## [提示された抜粋]
そのせいでしょうか。今になってバイデン政権は、国際的な批判に直面していることを危惧し、「アメリカ人をアフガニスタンから脱出させる必要がある」と言及したうえで、8月31日の撤退期限の延長の可能性に触れだしました。

これはただの茶番なのか。それとも同盟国などからの批判を受けて、最後の責任を果たそうとしているのでしょうか?とはいえ、同盟国の国民の保護まではコミットしてくれないようですが。

あくまでも国際社会でのsaving faceの言い訳であることに気づいているのか。それともそれでさえも事前に同意済みなのかは知りませんが、タリバン勢力は一気にアフガニスタンの権力を手中に収め、カブール陥落時に、国際社会に向けて発した数々のリップサービスともいえる約束を、すでに反故にしてきています。

「タリバンが統治する新国家には民主制などという概念は存在せず、厳格なイスラム法による統治をおこなう」
「アフガニスタンには民主主義の土台が存在しない」
「女性の教育の権利や就業の権利を奪うことはないが、それはあくまでも、イスラム法の考え方に基づく形式を重んじるならば、という条件付き」
「国名はイスラム首長国とし、各地域の盟主と宗教指導者による統治形式をとる」

様々な発言がこの数日、タリバン幹部により公表されており、次第に国家デザインが示されていますが、20年前までのタリバンによる統治(1996年から2001年)から何が変わったのだろうか?と疑問を抱く状況です。

それはカブールにいる人たちも同じようで、タリバンによる融和案には懐疑的で、先の見えない不安に晒されています。

とはいえ、“通常”の生活が再開されたアフガニスタンでは、懸念に反して、女子生徒の通学もこれまで通りに行われ、女性の就業も継続されていることで、内戦の勃発の危険性が後退し、権力の移譲は思いの外、スムーズに進むとの見方も出てきているようです。

## [データ]

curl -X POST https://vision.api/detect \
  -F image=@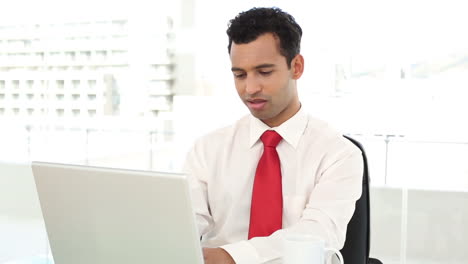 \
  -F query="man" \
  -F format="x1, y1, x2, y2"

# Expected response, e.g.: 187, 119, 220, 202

---

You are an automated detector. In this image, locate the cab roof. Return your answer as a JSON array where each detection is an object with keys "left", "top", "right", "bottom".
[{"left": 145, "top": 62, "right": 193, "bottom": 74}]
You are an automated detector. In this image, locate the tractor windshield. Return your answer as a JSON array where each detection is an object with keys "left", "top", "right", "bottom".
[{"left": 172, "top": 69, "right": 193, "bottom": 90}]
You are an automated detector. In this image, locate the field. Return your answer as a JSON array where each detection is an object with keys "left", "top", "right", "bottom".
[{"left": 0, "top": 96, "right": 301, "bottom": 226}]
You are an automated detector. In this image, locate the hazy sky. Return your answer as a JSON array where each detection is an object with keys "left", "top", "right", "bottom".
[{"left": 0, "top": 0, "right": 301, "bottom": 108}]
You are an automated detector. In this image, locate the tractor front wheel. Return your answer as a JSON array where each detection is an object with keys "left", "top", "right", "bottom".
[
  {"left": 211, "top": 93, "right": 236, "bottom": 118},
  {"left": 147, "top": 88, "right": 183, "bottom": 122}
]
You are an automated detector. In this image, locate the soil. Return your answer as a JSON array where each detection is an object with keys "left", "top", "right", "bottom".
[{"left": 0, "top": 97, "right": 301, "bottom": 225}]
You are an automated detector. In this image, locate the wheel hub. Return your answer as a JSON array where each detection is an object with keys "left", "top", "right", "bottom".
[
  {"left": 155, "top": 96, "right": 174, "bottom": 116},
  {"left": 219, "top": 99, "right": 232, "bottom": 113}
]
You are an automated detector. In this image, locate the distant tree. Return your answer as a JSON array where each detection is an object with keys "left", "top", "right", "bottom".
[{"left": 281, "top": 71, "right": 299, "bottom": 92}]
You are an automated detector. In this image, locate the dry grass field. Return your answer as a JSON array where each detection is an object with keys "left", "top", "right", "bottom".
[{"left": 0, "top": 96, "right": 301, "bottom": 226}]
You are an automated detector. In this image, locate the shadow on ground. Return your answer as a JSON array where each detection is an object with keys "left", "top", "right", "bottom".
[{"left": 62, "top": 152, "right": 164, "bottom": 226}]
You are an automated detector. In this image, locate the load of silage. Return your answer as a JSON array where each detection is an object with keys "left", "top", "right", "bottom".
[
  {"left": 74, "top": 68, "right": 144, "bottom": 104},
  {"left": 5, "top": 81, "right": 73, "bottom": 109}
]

---

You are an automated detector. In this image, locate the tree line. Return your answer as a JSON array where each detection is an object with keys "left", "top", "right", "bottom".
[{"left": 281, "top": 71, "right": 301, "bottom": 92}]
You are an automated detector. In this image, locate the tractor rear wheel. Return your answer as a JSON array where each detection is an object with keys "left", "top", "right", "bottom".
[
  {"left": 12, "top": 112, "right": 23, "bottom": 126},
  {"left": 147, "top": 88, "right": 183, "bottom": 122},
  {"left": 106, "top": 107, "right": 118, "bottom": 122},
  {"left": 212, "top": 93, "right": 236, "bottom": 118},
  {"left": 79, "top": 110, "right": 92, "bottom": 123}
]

## [小課題 1]
抜粋の中で、かぎかっこで引用されているタリバン側の発言をすべて挙げてください。
## [小課題 2]
抜粋によると、20年前までのタリバンによる統治は何年から何年まででしたか?
## [小課題 3]
抜粋の内容を二文で要約してください。
記録は、本文とは別の資料です。

## [解答 1]
・「タリバンが統治する新国家には民主制などという概念は存在せず、厳格なイスラム法による統治をおこなう」
・「アフガニスタンには民主主義の土台が存在しない」
・「女性の教育の権利や就業の権利を奪うことはないが、それはあくまでも、イスラム法の考え方に基づく形式を重んじるならば、という条件付き」
・「国名はイスラム首長国とし、各地域の盟主と宗教指導者による統治形式をとる」

## [解答 2]
1996年から2001年までです。

## [解答 3]
バイデン政権は国際的な批判を危惧して8月31日の撤退期限の延長の可能性に触れだしましたが、タリバン勢力は一気にアフガニスタンの権力を手中に収め、カブール陥落時に国際社会に向けて発した約束をすでに反故にしてきています。カブールの人たちはタリバンの融和案に懐疑的ですが、女子生徒の通学や女性の就業が続いていることから、権力の移譲はスムーズに進むとの見方も出てきています。